▶ [What you have to do] Skip every image and restate the data word for word.

▶ [Supplied data]
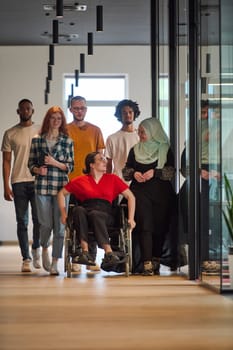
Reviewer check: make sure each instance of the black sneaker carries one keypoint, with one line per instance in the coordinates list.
(84, 259)
(147, 268)
(111, 258)
(156, 266)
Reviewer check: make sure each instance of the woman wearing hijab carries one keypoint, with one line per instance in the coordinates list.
(150, 167)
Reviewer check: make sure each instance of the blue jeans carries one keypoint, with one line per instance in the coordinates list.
(50, 220)
(23, 195)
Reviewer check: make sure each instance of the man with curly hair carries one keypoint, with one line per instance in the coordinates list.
(119, 143)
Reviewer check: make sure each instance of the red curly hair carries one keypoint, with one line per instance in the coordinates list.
(49, 113)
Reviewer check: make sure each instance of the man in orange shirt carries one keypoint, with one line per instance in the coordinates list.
(87, 138)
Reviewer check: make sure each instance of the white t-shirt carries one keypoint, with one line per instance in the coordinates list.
(18, 141)
(118, 146)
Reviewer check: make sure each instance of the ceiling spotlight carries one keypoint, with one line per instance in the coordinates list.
(68, 37)
(74, 7)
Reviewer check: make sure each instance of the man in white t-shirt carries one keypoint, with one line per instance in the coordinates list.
(119, 143)
(19, 183)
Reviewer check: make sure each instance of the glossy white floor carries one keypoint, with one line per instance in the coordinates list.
(108, 311)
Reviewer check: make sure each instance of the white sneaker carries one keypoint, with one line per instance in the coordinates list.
(45, 260)
(36, 258)
(54, 270)
(26, 266)
(93, 268)
(76, 268)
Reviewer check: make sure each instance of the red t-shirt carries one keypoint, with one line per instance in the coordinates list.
(84, 187)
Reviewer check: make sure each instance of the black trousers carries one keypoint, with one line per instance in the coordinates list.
(93, 216)
(154, 201)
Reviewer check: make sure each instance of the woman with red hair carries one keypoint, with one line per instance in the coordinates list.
(51, 160)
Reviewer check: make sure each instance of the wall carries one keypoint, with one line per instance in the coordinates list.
(23, 70)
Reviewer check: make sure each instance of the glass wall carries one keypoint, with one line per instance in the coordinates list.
(226, 90)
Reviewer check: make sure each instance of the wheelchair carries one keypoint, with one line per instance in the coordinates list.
(119, 234)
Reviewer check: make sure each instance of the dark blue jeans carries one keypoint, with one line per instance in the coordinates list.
(24, 194)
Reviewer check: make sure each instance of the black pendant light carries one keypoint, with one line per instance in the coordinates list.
(82, 63)
(51, 55)
(90, 43)
(59, 8)
(49, 72)
(99, 18)
(55, 31)
(76, 74)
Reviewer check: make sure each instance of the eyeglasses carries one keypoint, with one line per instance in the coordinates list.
(101, 159)
(59, 119)
(82, 109)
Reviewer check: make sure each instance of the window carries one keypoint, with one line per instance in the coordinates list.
(102, 92)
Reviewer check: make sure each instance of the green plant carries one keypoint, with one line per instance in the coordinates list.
(228, 212)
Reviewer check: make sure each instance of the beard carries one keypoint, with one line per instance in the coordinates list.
(128, 122)
(25, 118)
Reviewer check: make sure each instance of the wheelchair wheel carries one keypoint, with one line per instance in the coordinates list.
(69, 268)
(127, 267)
(67, 244)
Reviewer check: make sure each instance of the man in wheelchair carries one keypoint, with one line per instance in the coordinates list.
(95, 192)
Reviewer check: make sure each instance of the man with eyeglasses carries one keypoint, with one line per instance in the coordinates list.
(95, 192)
(87, 138)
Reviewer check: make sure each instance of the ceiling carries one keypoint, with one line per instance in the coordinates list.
(25, 22)
(126, 22)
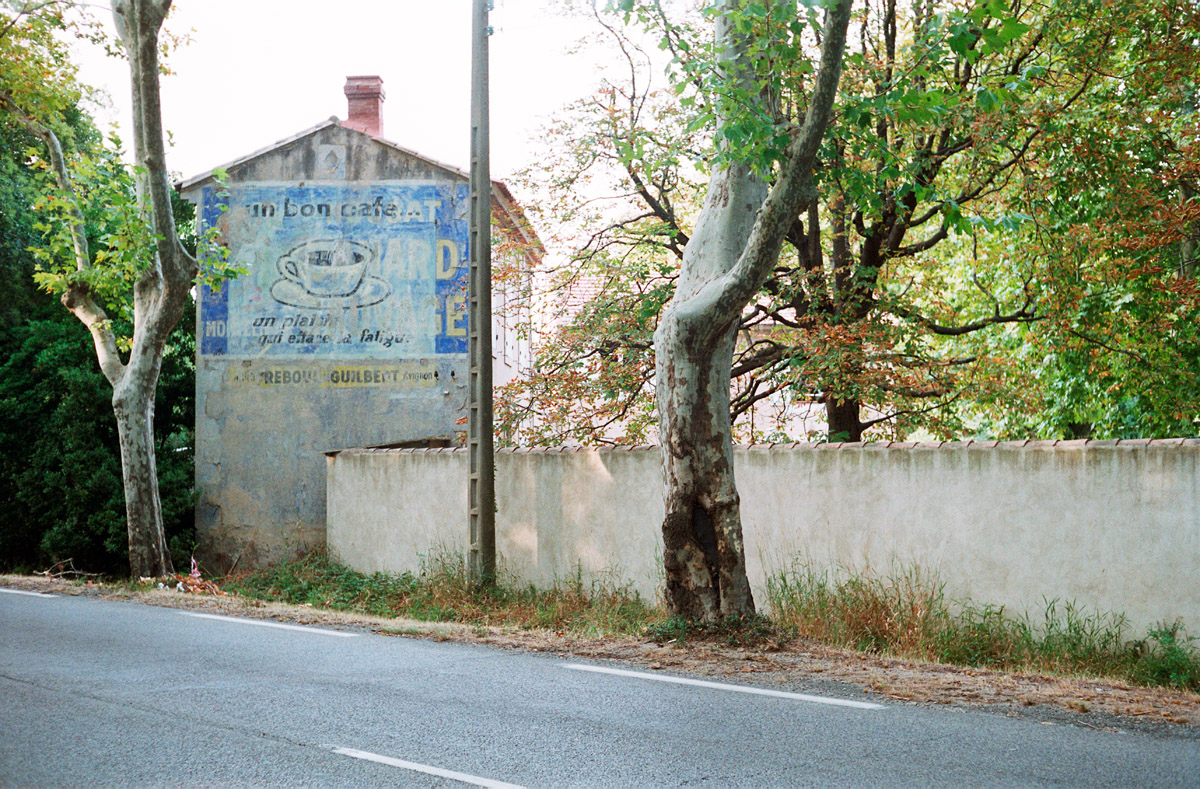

▶ [Response box]
Reviewer check: make sure each instance of the black sneaker carries one keypoint, with one line per instance in the coordinates list.
(84, 259)
(147, 268)
(111, 258)
(156, 266)
Reviewer check: make sure each instance of the woman wearing hijab carries one keypoint, with one line per instance in the coordinates list.
(150, 167)
Reviewer check: make sure each instance of the blue jeans carries one keypoint, with one line per instance in the coordinates list.
(50, 220)
(23, 195)
Reviewer check: make sure each instance of the man with curly hair carries one keypoint, with one line per instance in the coordinates list.
(119, 143)
Reviewer check: make sure each instance of the red curly hair carries one keypoint, with one line per instance in the coordinates list.
(49, 113)
Reviewer check: make sure each instance of the man in orange shirt carries one keypoint, with one line per instance in the coordinates list.
(87, 138)
Reviewer check: make sure each instance of the white t-shirt carries one keypoint, with one line per instance in the coordinates list.
(18, 141)
(118, 146)
Reviewer check: make sure each instance of the ceiling spotlight carries one keypoint, with one line per instance in the coordinates list.
(68, 37)
(74, 7)
Reviewer check: make sure each instance of the man in white t-shirt carries one keypoint, with one line per instance in the coordinates list.
(119, 143)
(19, 183)
Reviewer check: make sure each instance of the glossy white floor carries one keypoint, with one line per instance in the coordinates list.
(108, 311)
Reviewer check: make sure each instance of the white sneaker carries one keypoint, with one line per instance in the coordinates list.
(45, 260)
(36, 258)
(54, 270)
(26, 266)
(93, 268)
(76, 268)
Reviewer check: make sure each instance of the red t-shirt carries one keypoint, with one line per instance in the coordinates list.
(84, 187)
Reviewer check: make sure each instance of the black trousers carries one keypoint, with one line per instance in the coordinates list.
(93, 216)
(154, 201)
Reviewer check: make sure each instance of the woman with red hair carries one keypoint, with one line per instance in the coordinates list.
(51, 160)
Reviewer check: make sure each instance of the wall carries one keypoint, with one line per instance in the coordinates list.
(23, 70)
Reviewer check: make sure each instance of the glass wall carries one keypoint, with one line per instance in the coordinates list.
(226, 90)
Reviewer check: make sure each instance of the wheelchair carries one keypoint, with one line per instance in the coordinates list.
(119, 234)
Reviewer check: make sure each instance of the dark blue jeans carries one keypoint, with one line per instance in the coordinates list.
(24, 194)
Reviewer check: make sure each instance of the black pendant light carries one keypoint, with one line per instance in the coordinates list.
(82, 63)
(51, 55)
(90, 43)
(59, 8)
(49, 72)
(99, 18)
(55, 31)
(76, 74)
Reviewer check: make sure each instance of the eyeglasses carries one keypoint, with one line per instance in the coordinates list.
(101, 159)
(59, 119)
(82, 109)
Reviewer check: make sure each instance of the window carries one keypoint, with one line per instance in the coordinates list.
(102, 92)
Reviewer check: make sure each instance of the green plant carries one keypoint, with one line per instance in the coordinates list.
(228, 212)
Reviewer check: make sure each instance of the beard carries one keypoint, with one line per instance in the coordinates list.
(128, 122)
(25, 118)
Reviewer check: make sure each instance of the wheelchair wheel carries one keypoint, with one line per instance in the coordinates list.
(69, 268)
(127, 267)
(67, 244)
Reviewer check: make sure each instance of the man in wheelchair carries one keypoint, with one line per instance in the coordinates list.
(95, 192)
Reviewer check: make sure each instance of the man with eyeglasses carries one keypoint, with one line per instance in the coordinates list.
(95, 192)
(87, 138)
Reviewer check: make sure each instance of the ceiling carries one keypoint, with one line per instance in the coordinates list.
(25, 22)
(126, 22)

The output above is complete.